### Exercise description
Reproduce word for word the lines in the entries below, starting at the line containing "A teaching note to the class: indicate the front tire" and ending at the last line of the entries. Leave the pictures out of your answer.

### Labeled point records
• • •

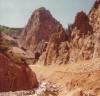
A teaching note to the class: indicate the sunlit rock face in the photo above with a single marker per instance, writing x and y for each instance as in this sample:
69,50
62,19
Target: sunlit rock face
14,77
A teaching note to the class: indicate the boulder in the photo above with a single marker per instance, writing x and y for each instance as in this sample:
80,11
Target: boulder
14,77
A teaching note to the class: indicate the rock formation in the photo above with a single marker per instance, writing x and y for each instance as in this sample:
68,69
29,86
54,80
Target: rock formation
84,42
40,27
47,40
14,77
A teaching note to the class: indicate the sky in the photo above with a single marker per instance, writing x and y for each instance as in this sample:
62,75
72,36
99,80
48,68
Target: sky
15,13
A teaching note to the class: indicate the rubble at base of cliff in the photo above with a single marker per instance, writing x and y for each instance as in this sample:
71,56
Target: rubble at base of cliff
45,89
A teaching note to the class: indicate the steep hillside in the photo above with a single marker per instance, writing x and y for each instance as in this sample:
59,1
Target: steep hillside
39,28
10,31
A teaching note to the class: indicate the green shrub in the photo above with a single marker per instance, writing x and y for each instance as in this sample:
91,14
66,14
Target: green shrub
3,48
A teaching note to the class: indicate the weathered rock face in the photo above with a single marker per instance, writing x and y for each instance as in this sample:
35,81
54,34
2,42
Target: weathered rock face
84,41
15,77
94,16
54,49
40,27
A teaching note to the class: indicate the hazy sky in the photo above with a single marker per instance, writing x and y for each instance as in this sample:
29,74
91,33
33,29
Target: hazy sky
15,13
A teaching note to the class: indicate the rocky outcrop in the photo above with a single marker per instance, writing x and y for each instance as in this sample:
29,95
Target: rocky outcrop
53,51
14,77
84,42
40,27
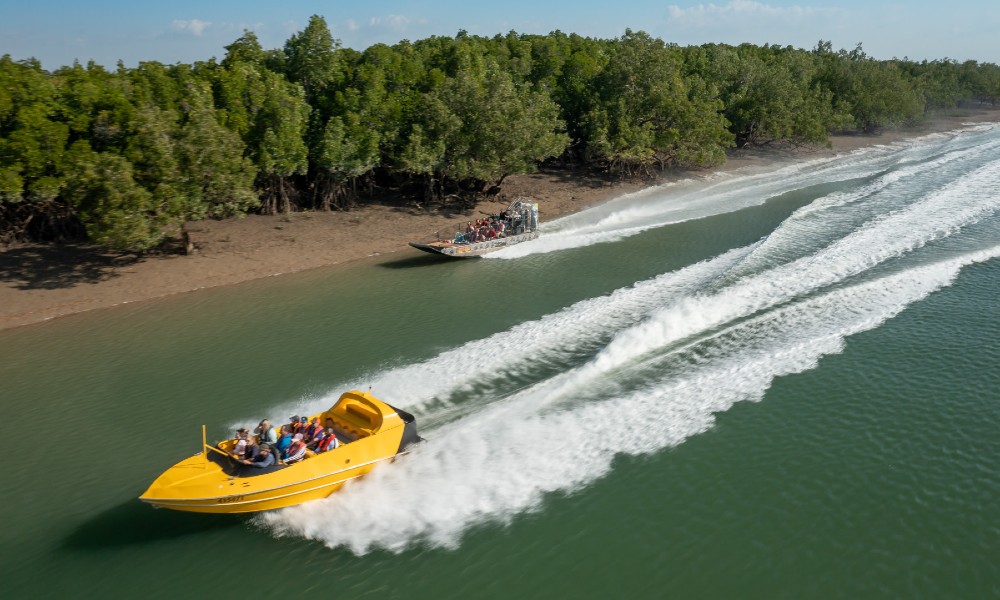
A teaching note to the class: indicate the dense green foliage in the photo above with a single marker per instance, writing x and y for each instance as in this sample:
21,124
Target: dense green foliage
126,157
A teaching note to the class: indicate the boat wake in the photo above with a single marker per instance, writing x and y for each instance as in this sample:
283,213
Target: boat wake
546,406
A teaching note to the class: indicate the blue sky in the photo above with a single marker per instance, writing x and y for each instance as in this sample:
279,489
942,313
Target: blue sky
57,32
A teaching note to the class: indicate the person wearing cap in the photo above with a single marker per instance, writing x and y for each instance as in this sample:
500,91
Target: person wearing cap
296,451
266,434
284,438
241,442
329,441
314,431
264,458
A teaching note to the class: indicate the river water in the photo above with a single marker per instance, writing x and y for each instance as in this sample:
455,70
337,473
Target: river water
780,382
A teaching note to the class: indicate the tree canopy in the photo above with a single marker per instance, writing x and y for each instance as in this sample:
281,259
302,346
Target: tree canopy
125,157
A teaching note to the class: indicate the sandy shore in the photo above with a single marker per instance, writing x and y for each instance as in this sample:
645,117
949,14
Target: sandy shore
38,283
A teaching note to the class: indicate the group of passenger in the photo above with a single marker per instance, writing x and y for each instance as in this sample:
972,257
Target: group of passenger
489,228
290,443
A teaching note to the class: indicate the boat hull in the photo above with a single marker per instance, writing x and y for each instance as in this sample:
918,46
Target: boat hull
452,250
211,482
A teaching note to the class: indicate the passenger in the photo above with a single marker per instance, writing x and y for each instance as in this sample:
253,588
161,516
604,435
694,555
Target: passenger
329,441
252,449
313,430
266,434
315,440
241,442
265,458
296,451
285,439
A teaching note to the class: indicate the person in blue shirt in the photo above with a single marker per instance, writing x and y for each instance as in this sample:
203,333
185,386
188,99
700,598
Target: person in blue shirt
284,440
264,458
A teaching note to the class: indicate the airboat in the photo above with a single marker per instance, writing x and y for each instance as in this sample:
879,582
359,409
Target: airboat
518,223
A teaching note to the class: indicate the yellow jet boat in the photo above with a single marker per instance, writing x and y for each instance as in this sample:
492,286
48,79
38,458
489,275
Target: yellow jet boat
369,430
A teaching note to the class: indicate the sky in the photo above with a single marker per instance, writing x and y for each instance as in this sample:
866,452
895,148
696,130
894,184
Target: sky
59,32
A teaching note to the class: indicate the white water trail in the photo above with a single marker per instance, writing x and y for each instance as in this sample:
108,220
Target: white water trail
502,461
735,335
718,193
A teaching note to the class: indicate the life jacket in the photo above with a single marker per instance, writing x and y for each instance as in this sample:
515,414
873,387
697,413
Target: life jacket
295,452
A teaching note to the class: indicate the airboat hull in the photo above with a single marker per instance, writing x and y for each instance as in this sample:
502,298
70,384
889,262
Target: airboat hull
453,250
519,223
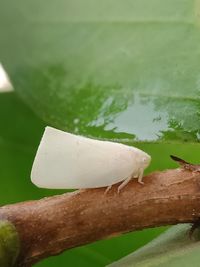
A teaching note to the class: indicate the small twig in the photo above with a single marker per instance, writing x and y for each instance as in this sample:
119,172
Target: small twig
51,225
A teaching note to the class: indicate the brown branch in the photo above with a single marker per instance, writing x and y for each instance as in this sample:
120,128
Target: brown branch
51,225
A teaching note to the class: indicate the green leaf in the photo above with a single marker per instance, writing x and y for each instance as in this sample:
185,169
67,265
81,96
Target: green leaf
174,248
9,244
115,70
119,70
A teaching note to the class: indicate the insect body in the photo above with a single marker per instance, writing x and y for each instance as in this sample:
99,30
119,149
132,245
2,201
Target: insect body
65,160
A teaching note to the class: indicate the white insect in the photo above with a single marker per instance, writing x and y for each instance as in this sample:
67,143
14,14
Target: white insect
69,161
5,84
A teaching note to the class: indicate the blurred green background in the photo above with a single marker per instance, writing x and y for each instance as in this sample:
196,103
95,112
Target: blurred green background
126,71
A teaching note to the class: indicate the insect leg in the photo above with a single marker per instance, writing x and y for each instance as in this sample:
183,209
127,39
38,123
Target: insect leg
140,176
122,185
107,189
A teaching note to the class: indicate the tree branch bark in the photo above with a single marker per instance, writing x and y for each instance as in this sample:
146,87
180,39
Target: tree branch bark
51,225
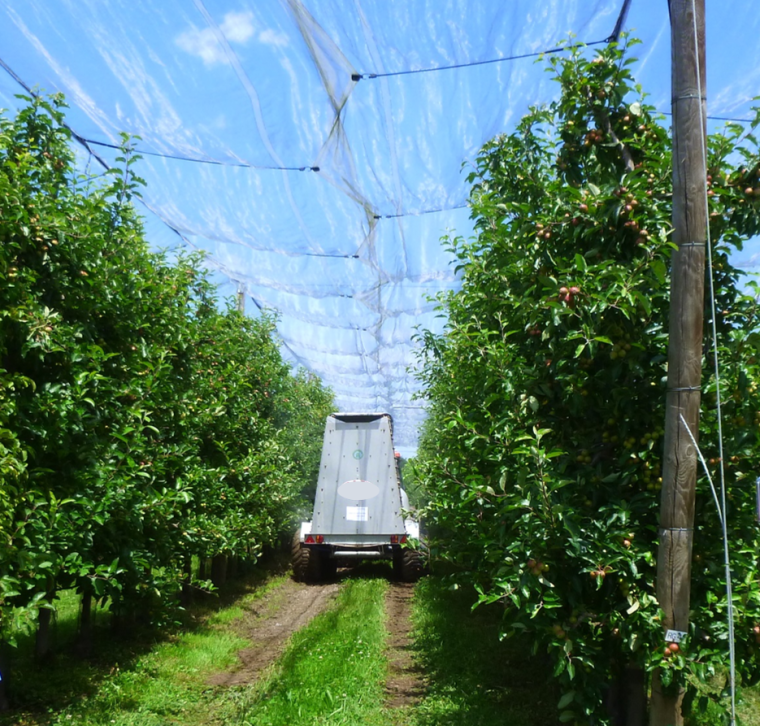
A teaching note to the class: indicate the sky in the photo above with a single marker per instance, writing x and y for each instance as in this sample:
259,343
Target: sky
275,142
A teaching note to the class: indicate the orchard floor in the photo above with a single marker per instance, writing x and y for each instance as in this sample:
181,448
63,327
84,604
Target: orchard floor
245,660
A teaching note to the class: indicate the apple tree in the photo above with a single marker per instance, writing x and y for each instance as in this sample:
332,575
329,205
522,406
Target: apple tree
542,453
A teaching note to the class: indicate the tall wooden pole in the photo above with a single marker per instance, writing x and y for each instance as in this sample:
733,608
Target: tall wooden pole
685,345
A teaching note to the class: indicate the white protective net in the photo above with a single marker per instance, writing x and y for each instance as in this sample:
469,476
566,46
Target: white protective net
290,141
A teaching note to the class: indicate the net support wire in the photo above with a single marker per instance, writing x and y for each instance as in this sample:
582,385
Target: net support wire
727,564
716,364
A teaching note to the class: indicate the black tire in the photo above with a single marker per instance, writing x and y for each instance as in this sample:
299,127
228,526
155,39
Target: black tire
398,565
412,565
305,562
329,566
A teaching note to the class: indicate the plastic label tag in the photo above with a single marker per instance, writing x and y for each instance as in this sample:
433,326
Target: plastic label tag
356,514
675,636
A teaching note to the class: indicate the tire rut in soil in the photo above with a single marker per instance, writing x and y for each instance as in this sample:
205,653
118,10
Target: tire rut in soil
268,625
404,685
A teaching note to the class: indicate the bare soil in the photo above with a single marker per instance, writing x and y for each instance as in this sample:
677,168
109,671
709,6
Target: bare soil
268,624
404,685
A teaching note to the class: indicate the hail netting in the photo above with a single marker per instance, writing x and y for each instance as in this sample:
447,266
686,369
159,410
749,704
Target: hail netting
327,196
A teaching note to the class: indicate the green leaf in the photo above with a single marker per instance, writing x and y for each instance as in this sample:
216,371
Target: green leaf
566,700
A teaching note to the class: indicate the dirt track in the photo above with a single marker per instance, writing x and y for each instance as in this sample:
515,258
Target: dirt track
404,686
269,623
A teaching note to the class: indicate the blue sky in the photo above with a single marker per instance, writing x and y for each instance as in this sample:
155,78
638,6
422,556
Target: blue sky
348,253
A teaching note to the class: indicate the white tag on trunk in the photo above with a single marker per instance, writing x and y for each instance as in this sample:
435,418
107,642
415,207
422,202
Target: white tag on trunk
674,636
356,514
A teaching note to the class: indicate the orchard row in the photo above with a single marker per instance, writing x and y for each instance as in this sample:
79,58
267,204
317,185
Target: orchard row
543,453
142,423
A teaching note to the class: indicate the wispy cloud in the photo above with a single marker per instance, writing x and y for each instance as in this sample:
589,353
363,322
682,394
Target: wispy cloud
237,27
272,37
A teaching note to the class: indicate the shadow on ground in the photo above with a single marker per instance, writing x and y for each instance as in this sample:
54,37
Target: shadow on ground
473,678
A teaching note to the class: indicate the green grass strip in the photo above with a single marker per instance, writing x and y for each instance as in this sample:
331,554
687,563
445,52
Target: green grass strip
166,685
333,671
472,677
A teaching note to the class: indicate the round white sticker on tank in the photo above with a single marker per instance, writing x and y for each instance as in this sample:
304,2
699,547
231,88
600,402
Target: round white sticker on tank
358,489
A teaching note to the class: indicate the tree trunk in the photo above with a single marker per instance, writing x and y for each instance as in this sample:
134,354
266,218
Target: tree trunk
84,637
219,570
187,590
44,617
232,567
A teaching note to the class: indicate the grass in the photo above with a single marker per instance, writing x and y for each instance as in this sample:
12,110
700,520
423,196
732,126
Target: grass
144,682
473,678
333,671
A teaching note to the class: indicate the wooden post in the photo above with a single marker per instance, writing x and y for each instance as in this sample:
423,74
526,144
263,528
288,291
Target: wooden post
685,345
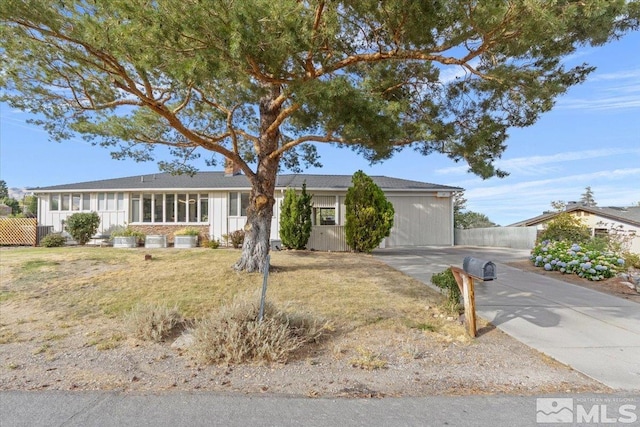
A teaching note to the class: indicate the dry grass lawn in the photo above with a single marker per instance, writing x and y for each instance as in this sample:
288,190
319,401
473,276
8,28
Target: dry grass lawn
63,313
350,290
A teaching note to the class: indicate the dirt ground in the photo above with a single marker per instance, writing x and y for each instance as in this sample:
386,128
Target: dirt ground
39,350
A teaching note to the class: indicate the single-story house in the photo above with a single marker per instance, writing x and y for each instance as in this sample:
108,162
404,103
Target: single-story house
216,203
623,222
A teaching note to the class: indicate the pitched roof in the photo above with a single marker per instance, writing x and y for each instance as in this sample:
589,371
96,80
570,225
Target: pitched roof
630,215
203,181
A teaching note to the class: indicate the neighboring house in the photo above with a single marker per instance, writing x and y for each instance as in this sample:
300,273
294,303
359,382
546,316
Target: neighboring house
216,202
623,222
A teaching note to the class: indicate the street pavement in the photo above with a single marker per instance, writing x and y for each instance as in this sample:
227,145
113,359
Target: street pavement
34,409
595,333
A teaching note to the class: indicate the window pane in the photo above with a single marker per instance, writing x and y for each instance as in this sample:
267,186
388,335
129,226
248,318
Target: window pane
66,199
182,207
159,208
135,210
204,207
111,201
192,207
244,203
169,204
233,204
55,202
146,207
326,216
75,202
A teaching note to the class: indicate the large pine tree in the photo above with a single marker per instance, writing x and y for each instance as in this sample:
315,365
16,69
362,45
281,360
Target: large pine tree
259,81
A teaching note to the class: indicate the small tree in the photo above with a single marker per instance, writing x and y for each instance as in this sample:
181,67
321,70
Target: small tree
566,227
368,212
472,219
295,218
82,226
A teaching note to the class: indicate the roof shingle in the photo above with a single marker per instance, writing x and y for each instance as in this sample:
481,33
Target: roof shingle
219,181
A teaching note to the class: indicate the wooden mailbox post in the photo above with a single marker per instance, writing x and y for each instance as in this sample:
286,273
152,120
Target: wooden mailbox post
465,284
472,268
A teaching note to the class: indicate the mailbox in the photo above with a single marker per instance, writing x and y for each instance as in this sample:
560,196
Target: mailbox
479,268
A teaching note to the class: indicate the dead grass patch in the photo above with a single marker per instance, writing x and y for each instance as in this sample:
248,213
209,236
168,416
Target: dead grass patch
76,286
153,322
235,334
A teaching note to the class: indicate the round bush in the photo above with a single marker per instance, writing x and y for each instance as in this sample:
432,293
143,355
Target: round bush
53,240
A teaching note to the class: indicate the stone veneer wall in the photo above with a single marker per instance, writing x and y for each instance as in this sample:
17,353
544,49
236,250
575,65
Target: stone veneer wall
168,230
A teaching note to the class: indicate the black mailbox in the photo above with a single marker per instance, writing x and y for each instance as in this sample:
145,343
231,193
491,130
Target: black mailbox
480,269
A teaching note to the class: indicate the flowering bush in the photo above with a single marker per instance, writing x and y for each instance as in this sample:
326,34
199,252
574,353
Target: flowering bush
571,258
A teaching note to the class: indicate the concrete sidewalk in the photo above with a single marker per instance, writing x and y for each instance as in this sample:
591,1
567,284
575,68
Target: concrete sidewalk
594,333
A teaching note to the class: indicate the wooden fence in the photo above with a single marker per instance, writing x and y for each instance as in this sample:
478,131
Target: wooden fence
328,238
18,232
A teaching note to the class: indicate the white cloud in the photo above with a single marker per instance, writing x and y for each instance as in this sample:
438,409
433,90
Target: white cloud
451,73
618,75
533,165
608,91
508,203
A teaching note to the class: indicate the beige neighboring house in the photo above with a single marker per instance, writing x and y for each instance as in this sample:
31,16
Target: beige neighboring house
602,221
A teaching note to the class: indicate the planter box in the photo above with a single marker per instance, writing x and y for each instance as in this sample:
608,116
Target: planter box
155,241
185,241
125,242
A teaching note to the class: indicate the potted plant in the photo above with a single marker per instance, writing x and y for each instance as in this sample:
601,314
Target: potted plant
186,238
126,237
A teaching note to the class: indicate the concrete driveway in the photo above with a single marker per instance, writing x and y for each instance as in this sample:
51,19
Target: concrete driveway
594,333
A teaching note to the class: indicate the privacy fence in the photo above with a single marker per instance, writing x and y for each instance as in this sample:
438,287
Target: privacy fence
504,237
21,232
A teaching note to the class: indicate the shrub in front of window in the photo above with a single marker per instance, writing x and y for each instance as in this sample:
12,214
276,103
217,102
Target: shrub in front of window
128,232
295,218
53,240
82,226
188,231
369,215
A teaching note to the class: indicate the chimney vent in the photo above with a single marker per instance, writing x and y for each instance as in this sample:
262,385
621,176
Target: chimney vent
231,168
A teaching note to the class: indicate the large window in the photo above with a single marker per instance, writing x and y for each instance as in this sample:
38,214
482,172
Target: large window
170,207
110,201
70,202
238,204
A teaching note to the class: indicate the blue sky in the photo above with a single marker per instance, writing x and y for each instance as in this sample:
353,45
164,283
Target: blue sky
591,138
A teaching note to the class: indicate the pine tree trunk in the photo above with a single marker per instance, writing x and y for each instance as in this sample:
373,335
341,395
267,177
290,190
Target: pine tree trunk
257,237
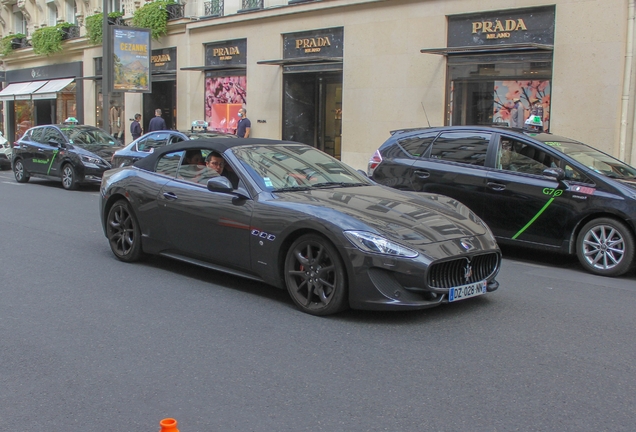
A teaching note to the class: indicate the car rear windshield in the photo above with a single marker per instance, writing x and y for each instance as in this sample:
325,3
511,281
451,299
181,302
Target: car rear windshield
594,159
83,136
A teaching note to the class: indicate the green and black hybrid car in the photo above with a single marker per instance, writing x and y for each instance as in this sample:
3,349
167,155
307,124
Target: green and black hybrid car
74,154
534,190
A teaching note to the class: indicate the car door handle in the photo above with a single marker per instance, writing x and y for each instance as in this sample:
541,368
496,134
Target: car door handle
496,186
422,174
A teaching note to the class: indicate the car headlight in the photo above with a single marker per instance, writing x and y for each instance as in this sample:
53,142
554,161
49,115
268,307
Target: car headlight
369,242
91,160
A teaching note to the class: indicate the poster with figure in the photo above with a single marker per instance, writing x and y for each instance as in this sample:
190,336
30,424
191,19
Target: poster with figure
224,96
131,60
533,96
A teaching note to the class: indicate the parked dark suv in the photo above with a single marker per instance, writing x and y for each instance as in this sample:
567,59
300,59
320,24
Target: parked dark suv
532,189
74,154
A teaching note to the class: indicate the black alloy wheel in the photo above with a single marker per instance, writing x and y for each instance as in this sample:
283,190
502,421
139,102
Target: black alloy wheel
69,177
20,173
123,232
605,247
315,276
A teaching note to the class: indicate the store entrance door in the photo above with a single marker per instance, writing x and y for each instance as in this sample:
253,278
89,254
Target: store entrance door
164,96
312,110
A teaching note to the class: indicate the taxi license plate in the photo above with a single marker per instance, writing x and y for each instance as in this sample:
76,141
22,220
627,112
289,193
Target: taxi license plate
467,291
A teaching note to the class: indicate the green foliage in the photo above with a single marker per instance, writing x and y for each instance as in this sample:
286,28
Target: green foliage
6,43
94,26
153,16
47,40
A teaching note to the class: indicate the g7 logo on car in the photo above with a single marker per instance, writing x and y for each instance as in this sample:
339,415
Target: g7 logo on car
547,191
554,192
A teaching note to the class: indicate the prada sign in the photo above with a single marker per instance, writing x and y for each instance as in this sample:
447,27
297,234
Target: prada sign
503,27
226,53
322,43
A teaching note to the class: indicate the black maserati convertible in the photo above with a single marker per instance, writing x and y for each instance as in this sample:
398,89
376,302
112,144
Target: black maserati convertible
291,216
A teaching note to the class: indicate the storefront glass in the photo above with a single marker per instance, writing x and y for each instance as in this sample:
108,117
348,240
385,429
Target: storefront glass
224,97
484,90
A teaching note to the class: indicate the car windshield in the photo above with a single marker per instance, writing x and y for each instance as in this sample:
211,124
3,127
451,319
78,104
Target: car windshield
593,159
88,136
293,167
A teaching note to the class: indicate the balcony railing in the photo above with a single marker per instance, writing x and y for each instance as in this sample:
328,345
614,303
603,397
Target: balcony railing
175,11
213,8
252,4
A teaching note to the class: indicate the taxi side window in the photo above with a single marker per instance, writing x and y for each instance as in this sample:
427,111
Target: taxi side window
417,146
168,163
517,156
464,147
152,142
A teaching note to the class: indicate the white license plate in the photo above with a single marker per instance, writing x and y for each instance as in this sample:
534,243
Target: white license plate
467,291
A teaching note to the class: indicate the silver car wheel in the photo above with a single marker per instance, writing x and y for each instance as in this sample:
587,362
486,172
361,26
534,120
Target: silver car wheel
603,247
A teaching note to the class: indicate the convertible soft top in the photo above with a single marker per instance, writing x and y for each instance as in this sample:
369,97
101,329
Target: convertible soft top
219,145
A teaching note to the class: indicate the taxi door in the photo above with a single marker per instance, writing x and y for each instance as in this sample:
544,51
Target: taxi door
455,166
523,204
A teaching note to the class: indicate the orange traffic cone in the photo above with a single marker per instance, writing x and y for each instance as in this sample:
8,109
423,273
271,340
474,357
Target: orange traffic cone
168,425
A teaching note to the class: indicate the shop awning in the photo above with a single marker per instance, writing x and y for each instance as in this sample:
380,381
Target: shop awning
34,89
488,49
296,61
25,92
51,88
214,68
8,93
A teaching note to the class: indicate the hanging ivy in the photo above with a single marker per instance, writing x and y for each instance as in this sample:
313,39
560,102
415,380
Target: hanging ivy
7,42
47,40
153,16
94,25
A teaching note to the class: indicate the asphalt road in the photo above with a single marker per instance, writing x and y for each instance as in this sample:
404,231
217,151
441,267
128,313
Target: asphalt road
88,343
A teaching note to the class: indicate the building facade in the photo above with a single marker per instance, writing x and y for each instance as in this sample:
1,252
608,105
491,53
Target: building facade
341,74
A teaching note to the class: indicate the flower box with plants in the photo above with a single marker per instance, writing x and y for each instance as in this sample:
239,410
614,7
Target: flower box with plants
48,40
12,42
94,25
154,16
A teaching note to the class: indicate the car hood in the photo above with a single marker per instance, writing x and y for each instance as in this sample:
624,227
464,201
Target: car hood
417,218
103,151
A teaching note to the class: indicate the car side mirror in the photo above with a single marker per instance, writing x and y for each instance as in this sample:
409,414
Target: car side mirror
220,184
557,173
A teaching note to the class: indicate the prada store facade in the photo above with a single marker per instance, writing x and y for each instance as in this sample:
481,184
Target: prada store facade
342,74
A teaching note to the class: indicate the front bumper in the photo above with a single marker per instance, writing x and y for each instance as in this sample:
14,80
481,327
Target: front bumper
385,283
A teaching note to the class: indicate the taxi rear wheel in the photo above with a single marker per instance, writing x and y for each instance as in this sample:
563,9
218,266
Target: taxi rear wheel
123,232
20,173
69,177
315,276
605,247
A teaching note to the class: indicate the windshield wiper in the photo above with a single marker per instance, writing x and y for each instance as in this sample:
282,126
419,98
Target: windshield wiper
338,184
292,189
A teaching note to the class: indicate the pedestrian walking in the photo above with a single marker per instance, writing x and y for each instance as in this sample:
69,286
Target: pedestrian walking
244,127
135,127
157,122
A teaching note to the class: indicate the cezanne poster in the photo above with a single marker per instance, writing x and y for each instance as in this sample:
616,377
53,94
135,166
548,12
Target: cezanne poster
131,60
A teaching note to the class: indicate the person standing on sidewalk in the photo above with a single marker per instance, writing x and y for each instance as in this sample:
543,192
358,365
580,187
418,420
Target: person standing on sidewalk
245,125
135,127
157,122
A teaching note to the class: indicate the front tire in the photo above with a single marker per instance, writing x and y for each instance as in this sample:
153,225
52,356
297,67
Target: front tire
69,177
315,276
20,173
123,232
605,247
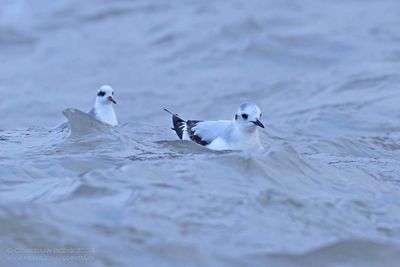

• • •

### Result of the exercise
A teaching note to the class: indicate the front tire in the photo above with a single marker per instance, writing x and y for each instance as in this sample:
153,225
52,356
297,67
Target: front tire
69,177
315,276
20,173
123,232
605,247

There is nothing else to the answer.